[Stored items]
******
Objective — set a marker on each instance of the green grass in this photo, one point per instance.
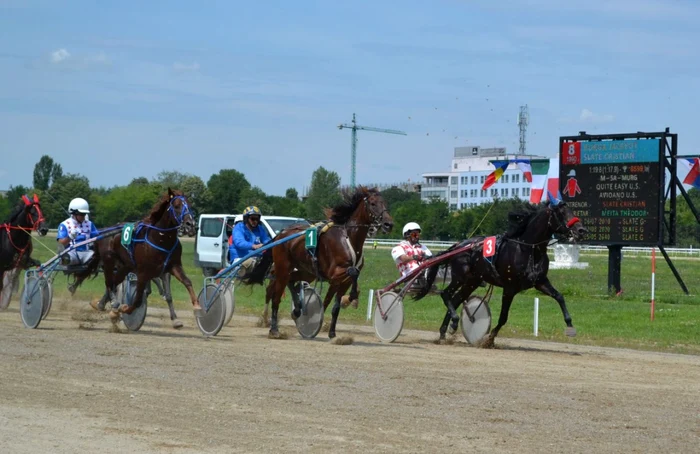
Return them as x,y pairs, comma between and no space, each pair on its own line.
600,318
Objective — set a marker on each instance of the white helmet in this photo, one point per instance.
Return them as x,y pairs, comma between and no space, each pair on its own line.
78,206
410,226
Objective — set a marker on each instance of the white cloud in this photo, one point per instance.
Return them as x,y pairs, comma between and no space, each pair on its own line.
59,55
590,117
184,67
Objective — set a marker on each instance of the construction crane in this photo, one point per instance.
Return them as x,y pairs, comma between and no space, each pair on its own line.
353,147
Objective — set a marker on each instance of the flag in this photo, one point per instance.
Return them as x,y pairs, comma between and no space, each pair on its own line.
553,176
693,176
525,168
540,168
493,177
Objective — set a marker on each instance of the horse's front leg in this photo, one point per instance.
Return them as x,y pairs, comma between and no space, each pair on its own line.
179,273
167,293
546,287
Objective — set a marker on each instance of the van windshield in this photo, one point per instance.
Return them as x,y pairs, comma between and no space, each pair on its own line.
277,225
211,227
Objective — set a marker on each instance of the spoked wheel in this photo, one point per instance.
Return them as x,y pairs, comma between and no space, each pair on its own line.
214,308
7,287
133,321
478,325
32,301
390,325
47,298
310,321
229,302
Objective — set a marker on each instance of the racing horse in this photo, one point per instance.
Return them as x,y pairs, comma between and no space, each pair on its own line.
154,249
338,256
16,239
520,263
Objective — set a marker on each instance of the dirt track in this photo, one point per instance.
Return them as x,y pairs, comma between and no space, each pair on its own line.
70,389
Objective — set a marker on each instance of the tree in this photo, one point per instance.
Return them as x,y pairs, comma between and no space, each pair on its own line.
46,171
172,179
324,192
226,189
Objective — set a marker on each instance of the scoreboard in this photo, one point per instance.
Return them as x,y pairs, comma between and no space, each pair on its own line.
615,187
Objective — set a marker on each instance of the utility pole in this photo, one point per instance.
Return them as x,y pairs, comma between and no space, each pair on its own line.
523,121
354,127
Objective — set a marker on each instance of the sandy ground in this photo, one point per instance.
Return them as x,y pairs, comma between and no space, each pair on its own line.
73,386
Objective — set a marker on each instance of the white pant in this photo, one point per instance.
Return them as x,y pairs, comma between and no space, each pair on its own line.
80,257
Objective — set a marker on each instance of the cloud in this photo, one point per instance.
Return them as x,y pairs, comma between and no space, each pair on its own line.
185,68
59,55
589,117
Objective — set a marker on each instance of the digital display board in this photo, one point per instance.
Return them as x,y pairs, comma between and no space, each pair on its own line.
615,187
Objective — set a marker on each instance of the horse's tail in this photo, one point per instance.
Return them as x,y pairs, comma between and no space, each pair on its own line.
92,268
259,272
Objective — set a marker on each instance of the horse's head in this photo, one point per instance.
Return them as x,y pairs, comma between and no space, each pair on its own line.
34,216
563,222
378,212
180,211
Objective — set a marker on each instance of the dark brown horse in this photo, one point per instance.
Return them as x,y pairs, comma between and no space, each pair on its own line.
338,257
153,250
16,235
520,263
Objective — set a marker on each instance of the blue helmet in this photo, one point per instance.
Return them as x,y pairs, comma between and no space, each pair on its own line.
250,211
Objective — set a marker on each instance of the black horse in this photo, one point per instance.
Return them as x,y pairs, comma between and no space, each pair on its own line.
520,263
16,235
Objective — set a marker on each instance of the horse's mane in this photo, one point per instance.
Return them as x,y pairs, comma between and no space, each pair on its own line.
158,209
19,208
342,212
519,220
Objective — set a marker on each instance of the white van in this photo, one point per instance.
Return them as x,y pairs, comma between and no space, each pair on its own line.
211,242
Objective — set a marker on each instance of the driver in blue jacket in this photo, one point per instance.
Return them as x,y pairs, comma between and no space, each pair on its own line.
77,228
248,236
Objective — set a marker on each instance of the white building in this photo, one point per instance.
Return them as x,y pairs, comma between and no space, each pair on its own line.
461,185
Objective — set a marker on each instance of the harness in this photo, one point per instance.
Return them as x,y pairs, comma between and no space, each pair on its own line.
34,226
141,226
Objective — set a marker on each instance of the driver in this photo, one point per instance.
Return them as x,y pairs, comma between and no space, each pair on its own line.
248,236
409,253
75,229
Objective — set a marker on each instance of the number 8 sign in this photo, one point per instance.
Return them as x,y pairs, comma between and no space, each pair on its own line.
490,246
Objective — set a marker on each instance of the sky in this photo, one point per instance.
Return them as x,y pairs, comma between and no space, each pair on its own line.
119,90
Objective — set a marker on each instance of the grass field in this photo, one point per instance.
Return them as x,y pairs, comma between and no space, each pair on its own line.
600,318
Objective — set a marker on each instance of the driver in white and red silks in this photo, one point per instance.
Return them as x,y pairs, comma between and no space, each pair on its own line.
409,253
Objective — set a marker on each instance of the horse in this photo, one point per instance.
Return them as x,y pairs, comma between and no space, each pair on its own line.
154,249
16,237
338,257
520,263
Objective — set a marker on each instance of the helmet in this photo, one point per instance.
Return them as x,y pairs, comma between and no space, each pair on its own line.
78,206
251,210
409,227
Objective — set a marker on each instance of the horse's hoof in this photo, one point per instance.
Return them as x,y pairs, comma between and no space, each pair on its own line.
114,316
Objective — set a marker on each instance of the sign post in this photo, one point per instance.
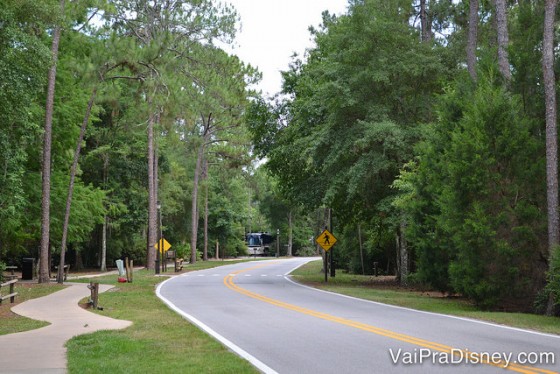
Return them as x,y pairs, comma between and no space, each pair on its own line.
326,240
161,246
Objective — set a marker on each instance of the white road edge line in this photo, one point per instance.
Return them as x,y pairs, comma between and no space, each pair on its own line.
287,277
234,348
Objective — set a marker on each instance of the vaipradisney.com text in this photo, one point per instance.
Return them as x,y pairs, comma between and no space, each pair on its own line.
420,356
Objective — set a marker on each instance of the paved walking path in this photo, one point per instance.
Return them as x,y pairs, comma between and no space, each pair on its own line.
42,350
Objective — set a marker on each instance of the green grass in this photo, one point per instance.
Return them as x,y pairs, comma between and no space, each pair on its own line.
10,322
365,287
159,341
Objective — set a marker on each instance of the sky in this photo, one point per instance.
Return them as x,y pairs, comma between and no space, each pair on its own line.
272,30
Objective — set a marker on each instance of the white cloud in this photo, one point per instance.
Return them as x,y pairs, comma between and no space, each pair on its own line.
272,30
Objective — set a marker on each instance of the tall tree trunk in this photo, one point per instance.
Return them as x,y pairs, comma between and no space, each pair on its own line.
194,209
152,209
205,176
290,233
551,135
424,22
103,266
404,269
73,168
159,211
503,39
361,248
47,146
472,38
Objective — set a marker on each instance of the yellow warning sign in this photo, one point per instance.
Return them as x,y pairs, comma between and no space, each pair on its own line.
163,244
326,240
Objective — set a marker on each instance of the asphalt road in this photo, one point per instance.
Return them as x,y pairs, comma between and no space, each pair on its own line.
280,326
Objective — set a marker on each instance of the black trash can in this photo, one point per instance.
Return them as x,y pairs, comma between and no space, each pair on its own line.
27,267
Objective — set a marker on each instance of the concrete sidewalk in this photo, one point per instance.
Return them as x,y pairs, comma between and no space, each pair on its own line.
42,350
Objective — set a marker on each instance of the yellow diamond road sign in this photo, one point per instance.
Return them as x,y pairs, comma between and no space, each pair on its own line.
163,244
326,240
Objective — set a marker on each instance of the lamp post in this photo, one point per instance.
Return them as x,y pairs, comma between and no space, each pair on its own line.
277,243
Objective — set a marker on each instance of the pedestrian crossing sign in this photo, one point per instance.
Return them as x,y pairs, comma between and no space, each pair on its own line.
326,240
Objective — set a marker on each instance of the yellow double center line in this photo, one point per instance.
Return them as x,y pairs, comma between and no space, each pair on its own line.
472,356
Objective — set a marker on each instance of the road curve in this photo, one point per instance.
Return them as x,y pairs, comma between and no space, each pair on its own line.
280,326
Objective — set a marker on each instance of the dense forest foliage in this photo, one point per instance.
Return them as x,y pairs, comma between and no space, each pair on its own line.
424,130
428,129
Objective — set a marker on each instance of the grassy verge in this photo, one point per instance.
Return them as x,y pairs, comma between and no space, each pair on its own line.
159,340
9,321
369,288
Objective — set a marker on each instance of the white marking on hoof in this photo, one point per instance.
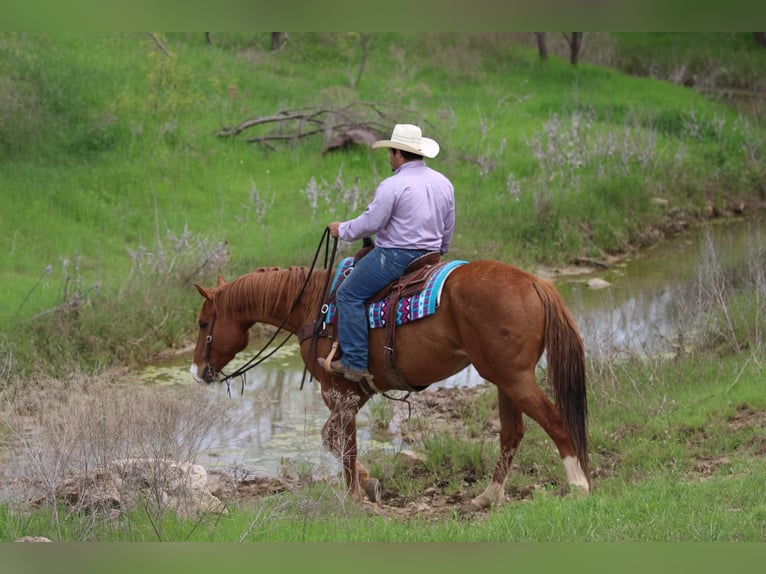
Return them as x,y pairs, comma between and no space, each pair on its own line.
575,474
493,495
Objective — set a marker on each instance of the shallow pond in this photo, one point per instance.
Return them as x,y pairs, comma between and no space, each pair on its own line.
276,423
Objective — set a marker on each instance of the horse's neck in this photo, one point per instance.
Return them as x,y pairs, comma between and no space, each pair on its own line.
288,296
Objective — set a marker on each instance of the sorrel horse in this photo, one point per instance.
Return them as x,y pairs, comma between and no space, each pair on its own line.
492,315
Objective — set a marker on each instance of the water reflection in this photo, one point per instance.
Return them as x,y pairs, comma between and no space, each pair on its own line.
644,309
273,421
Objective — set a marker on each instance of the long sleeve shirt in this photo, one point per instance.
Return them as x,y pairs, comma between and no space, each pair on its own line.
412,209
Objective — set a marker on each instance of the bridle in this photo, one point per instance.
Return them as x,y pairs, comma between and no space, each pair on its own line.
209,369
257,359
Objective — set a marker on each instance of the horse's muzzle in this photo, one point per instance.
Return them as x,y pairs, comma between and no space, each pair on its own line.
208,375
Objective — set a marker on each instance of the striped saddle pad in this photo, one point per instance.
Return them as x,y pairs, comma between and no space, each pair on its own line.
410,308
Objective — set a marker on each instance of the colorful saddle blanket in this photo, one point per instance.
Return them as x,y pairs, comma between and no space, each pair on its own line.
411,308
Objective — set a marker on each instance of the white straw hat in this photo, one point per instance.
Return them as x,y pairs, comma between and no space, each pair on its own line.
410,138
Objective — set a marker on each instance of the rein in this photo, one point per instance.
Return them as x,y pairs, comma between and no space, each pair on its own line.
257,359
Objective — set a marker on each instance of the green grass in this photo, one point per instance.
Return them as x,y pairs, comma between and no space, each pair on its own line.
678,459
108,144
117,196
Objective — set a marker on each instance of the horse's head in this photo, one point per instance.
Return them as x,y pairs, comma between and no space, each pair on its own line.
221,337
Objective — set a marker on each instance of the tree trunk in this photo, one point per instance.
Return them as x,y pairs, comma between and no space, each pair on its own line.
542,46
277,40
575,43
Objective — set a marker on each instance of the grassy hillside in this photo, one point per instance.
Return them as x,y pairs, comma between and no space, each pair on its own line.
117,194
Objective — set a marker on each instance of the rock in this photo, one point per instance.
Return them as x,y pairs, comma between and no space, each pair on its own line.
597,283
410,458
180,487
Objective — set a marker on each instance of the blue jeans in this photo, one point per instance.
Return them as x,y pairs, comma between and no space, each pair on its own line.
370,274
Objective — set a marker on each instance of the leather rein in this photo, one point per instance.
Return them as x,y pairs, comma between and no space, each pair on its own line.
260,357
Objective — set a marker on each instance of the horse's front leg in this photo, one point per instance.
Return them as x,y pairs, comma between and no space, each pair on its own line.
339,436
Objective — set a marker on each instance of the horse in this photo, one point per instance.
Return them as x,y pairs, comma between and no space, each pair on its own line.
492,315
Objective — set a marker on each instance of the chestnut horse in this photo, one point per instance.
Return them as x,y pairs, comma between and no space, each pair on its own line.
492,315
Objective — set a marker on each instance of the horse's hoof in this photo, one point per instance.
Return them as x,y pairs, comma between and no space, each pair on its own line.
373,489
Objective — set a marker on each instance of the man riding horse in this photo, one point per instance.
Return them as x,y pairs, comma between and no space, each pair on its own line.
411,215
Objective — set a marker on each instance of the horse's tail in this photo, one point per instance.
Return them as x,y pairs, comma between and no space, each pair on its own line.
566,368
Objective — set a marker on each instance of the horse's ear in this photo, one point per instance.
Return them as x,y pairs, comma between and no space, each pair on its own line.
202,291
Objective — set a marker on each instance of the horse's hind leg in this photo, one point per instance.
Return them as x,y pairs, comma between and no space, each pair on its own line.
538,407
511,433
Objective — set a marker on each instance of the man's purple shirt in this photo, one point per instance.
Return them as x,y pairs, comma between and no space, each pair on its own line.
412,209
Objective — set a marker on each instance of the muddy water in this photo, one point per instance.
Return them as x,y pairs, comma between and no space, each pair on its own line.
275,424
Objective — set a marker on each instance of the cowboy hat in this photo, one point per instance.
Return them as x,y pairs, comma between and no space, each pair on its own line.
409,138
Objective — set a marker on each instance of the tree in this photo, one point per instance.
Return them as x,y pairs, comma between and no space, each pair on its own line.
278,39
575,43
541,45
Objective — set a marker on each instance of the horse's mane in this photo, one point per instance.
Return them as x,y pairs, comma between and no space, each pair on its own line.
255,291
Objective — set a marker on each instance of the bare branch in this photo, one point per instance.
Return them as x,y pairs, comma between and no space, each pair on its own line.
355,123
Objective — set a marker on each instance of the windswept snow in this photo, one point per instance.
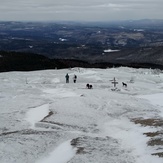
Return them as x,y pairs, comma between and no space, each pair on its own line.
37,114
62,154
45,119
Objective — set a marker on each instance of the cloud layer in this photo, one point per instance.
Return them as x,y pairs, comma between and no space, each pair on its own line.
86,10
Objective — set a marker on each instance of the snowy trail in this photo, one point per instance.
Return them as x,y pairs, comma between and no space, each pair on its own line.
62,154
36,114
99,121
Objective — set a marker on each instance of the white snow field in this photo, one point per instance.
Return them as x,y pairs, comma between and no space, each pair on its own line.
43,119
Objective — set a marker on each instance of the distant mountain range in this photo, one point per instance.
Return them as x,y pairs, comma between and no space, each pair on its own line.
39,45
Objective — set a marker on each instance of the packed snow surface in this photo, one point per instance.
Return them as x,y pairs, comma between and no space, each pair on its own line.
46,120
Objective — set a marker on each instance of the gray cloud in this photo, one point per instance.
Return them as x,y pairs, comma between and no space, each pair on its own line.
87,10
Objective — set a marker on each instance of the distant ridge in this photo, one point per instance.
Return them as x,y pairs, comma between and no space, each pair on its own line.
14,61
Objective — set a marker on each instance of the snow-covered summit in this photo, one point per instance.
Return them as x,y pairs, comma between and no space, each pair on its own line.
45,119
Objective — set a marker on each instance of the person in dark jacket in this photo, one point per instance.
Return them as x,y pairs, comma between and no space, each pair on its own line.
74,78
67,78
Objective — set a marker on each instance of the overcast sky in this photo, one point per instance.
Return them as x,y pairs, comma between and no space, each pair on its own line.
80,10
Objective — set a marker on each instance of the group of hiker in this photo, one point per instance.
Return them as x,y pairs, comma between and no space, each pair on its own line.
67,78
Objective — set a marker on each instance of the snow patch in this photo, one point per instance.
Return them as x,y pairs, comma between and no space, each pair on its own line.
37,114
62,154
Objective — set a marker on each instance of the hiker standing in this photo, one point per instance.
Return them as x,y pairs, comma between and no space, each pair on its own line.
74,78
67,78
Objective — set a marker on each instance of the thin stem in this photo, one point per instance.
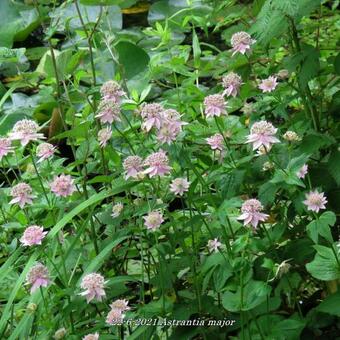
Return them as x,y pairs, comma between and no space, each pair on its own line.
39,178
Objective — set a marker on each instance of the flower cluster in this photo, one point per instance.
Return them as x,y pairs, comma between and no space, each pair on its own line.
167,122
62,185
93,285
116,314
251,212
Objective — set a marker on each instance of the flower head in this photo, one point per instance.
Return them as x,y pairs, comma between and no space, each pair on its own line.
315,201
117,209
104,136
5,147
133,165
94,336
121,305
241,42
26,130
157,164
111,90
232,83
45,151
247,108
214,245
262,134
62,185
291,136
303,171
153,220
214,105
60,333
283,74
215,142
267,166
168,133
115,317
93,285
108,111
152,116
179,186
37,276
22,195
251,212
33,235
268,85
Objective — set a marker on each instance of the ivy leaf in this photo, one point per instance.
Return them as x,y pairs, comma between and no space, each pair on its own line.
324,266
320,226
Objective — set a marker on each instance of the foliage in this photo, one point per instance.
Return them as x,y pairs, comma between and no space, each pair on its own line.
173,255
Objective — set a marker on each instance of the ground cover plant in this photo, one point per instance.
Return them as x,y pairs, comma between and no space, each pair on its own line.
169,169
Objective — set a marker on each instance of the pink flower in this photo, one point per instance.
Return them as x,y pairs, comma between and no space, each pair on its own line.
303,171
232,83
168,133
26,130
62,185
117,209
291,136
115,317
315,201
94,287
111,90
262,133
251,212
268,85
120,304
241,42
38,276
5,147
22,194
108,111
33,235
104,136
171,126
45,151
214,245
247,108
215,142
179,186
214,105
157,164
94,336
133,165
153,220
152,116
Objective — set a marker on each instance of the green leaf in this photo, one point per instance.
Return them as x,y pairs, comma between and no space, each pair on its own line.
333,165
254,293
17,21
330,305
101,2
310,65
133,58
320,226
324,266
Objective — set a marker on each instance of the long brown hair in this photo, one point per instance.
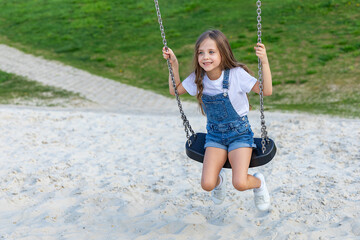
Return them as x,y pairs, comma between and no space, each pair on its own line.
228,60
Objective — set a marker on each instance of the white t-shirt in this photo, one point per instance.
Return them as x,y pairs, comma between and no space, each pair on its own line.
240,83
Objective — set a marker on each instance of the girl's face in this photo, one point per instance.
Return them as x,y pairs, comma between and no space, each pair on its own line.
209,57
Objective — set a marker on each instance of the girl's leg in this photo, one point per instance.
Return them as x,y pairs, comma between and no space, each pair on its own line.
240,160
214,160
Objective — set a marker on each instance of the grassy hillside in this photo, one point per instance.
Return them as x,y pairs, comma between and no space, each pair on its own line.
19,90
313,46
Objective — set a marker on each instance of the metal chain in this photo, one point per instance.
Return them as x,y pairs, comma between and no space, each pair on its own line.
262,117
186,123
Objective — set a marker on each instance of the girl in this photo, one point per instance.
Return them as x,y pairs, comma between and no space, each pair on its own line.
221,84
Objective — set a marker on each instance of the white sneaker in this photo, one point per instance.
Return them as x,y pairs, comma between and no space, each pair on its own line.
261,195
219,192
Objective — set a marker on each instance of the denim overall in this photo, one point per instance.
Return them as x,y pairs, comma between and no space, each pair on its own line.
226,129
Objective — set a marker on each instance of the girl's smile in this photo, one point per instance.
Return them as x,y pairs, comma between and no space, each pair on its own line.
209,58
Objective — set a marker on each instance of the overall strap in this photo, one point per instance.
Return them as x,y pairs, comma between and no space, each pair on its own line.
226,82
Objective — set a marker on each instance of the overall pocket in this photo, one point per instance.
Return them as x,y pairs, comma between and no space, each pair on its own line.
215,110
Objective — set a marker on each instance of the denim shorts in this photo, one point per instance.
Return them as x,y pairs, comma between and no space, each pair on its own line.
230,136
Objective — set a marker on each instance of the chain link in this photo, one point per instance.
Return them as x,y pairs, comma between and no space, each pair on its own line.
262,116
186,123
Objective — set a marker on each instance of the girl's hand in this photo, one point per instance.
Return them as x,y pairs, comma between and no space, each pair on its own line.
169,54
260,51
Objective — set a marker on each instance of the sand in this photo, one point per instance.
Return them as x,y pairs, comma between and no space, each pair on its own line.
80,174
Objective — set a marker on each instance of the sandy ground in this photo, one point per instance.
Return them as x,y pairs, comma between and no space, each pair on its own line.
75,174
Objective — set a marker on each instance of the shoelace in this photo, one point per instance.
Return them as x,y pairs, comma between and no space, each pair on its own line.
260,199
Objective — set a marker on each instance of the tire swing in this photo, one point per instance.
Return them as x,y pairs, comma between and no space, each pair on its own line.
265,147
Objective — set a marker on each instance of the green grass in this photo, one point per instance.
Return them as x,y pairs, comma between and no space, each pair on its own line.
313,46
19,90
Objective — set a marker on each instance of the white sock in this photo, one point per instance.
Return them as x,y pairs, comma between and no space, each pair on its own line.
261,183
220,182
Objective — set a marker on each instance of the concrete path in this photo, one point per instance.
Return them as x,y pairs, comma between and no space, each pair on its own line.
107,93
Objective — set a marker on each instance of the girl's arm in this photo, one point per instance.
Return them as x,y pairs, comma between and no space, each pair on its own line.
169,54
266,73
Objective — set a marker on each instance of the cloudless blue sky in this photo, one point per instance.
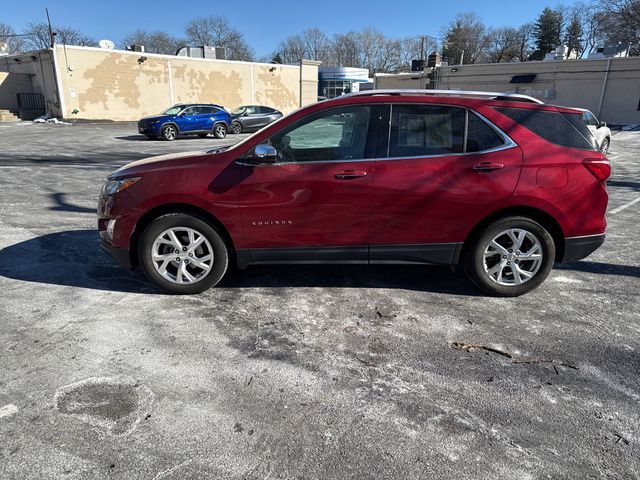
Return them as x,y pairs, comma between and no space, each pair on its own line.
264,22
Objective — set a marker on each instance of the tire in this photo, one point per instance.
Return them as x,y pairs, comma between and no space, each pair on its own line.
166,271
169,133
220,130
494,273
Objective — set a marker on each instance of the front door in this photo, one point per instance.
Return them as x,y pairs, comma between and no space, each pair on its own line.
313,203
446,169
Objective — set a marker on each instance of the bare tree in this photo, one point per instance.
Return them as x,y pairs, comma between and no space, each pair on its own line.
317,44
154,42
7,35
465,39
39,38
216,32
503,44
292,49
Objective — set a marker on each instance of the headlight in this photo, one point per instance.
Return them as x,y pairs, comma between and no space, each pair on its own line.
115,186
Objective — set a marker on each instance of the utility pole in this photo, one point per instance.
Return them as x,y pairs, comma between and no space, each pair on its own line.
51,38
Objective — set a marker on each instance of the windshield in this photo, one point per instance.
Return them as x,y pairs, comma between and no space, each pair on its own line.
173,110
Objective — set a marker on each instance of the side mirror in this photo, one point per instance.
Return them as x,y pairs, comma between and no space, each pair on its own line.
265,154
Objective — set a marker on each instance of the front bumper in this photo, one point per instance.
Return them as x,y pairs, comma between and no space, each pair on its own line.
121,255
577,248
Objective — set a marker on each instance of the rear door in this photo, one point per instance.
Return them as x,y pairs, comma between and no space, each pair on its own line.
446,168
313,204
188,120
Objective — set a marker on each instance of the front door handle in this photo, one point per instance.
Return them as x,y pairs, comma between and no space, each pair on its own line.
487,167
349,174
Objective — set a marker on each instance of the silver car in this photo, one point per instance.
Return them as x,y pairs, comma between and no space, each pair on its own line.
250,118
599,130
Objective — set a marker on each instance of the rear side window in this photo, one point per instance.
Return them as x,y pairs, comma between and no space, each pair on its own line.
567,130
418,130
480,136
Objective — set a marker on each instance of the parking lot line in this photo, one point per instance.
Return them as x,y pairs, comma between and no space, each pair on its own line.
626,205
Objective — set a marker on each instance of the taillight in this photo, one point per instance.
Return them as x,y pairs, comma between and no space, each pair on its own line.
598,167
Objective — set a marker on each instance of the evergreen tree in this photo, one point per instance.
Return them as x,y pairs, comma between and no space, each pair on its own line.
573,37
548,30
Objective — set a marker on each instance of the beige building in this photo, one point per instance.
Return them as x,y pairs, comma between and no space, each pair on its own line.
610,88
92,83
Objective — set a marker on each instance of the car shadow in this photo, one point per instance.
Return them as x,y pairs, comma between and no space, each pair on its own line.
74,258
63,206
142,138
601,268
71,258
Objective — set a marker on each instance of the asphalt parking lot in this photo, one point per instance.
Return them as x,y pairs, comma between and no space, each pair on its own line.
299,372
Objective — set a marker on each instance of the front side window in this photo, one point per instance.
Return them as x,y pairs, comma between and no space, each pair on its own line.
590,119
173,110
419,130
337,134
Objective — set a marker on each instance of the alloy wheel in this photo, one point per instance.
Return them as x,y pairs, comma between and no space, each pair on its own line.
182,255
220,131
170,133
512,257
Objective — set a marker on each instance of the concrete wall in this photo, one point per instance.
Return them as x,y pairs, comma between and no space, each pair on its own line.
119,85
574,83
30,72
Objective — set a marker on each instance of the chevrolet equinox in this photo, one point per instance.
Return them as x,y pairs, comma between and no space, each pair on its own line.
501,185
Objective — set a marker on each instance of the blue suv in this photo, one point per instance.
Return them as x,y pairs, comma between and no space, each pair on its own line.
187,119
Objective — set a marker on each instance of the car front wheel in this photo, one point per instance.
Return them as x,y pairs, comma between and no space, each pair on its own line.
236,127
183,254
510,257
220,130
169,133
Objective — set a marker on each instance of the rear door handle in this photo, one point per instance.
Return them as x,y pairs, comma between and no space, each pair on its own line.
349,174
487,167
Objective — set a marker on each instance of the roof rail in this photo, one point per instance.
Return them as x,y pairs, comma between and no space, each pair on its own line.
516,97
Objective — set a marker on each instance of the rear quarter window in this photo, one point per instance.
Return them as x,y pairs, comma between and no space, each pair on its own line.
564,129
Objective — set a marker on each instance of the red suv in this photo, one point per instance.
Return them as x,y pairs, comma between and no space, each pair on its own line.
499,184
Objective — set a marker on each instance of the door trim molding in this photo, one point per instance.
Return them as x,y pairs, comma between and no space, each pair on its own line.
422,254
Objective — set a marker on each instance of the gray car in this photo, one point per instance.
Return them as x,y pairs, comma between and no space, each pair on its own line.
******
Exercise aim - Begin with the line that contains "the rear quarter" and set down each line exactly until the records above end, including the final line.

Expected answer -
Objective — set a marker on each instance of the rear quarter window in this photo, one point per instance.
Return them as x,y pairs, comma between and no space, each pair on its own line.
564,129
Objective — set a marker on each instance of the red suv in this photo, one point per instance.
Return them as x,y pairs, comma between and no space, each pair on its own line.
499,184
Objective — set a marker on each instance of the door trim molding in this photo, one point per instance.
Return them as x,y pairs, comma between and no space, each pair on its own line.
422,254
Objective — set a marker on each instance of the gray car in this photo, one point per instance.
Return them as x,y pairs, comma between and no space, each pair on its own line.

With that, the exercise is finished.